** Opening Records supplied block **
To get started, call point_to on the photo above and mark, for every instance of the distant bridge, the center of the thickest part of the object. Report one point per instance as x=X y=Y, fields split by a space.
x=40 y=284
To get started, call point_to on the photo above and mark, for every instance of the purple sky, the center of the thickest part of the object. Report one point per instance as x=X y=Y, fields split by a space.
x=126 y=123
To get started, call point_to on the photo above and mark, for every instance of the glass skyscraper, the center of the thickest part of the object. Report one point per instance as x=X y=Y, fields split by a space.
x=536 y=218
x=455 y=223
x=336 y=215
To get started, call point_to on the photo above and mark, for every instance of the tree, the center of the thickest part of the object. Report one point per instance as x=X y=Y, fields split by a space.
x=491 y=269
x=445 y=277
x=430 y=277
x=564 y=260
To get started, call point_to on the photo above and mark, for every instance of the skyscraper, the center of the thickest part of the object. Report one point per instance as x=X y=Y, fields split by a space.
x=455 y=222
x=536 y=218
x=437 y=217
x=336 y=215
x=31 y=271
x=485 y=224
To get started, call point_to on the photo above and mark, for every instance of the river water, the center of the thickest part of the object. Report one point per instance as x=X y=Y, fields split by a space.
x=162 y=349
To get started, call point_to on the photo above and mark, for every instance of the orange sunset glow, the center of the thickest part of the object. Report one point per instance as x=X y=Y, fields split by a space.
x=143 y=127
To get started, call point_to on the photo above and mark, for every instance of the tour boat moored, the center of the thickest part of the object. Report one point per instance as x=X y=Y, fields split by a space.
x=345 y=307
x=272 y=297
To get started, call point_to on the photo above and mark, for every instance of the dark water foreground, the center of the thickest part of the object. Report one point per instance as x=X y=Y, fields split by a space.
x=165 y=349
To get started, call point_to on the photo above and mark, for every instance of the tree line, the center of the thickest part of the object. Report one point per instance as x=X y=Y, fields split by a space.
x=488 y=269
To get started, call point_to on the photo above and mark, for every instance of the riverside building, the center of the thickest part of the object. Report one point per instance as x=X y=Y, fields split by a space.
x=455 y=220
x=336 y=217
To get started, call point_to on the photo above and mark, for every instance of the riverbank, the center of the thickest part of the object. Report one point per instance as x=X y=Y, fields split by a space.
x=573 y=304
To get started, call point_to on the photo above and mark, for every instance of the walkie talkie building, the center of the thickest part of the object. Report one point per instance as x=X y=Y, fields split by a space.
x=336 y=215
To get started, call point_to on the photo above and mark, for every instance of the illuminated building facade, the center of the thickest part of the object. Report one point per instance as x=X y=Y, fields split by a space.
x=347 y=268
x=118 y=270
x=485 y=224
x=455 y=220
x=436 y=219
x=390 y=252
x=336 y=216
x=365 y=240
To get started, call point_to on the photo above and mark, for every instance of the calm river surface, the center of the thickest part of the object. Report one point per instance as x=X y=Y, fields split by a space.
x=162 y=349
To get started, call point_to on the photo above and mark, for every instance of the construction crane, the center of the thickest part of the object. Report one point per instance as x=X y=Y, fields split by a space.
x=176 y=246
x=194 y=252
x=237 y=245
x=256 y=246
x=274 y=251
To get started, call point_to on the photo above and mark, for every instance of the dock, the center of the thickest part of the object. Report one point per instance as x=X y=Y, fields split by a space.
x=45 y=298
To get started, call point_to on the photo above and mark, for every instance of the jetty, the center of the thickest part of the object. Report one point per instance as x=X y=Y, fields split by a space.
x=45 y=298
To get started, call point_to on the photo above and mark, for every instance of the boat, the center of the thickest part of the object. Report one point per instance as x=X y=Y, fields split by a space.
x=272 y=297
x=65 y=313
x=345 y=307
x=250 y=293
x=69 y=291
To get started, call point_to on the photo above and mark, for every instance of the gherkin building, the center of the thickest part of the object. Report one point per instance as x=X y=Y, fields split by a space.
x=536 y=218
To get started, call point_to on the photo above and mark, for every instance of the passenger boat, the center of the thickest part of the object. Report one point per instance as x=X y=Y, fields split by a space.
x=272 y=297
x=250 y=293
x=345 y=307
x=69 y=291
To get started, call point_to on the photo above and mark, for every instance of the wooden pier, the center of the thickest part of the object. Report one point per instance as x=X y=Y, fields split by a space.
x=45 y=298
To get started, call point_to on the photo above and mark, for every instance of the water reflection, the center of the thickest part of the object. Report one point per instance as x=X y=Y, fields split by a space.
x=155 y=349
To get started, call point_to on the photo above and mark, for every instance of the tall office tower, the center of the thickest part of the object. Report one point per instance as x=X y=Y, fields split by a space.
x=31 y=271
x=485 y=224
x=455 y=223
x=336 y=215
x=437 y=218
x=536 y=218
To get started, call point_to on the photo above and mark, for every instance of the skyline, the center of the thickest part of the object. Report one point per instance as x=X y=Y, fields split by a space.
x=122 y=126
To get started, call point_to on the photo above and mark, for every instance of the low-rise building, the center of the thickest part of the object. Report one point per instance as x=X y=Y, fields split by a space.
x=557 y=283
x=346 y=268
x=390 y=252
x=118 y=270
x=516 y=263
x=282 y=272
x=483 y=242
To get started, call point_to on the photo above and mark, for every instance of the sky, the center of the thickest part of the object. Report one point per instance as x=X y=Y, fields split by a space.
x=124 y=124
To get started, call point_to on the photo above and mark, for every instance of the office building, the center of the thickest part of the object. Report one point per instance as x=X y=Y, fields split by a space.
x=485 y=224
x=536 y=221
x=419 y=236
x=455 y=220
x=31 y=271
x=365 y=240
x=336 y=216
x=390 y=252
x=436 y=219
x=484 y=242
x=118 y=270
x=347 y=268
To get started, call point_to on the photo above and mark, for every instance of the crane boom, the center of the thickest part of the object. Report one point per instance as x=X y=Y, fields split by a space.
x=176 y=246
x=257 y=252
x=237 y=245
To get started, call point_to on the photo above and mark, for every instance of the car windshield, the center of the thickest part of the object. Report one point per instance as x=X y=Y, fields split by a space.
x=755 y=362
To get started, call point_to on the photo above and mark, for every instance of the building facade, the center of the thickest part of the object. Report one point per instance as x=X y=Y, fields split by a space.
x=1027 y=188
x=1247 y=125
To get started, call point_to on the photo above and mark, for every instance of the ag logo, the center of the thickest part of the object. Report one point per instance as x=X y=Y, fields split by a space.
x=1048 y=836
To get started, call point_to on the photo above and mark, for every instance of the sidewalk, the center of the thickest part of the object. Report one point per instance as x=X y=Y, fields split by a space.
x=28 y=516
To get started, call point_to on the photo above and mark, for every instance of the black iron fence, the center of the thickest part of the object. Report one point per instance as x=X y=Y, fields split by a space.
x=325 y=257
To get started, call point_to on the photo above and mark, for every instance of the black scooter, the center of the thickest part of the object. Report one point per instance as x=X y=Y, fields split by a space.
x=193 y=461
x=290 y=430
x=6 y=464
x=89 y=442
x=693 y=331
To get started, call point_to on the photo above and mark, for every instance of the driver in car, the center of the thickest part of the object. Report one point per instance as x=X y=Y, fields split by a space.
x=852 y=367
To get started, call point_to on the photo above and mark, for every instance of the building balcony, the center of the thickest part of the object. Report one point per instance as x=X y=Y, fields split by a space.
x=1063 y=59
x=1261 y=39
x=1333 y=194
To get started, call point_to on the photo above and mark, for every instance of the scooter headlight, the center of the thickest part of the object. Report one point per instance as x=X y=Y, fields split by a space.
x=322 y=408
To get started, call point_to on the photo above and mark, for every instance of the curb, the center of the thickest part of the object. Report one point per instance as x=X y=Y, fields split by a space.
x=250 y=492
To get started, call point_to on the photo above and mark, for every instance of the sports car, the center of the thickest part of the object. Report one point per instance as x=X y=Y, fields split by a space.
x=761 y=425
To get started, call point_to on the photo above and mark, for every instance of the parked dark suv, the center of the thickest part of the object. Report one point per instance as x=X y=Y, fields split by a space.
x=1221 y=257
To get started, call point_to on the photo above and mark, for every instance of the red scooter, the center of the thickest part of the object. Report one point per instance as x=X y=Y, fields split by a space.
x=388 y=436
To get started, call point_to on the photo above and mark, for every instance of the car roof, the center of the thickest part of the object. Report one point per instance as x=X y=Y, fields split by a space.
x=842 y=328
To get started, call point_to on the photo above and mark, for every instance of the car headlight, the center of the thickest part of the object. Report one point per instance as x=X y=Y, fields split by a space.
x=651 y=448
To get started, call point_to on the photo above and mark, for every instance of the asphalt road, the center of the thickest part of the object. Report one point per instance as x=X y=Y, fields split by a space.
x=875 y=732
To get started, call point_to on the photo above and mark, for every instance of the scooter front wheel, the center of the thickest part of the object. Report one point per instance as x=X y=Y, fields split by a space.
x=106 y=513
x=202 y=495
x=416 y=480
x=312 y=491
** Closing Records supplied block **
● **Description of the task**: Reproduce, unchanged, the line containing "car headlight, the" and each line after it through the end of the listing above, and nothing else.

● **Solution for this task**:
To get started, call point_to on the photo above and mark, for every instance of the car headlight, the center of the thickest part of the object. Report one point per instance as x=X y=Y, fields split by a space.
x=651 y=448
To get started, call point_to on the photo above and mark, for every instance of the asphalt road, the center of the thickest part of the object. Report one point per instance as x=X y=Y, fields split by a space.
x=875 y=732
To get started, call point_to on the photo above and mark, for every instance of the scooter front wheel, the center of the thickest part of the object. Report one point per instance as x=X y=Y, fields split by a space.
x=106 y=513
x=202 y=495
x=416 y=480
x=312 y=491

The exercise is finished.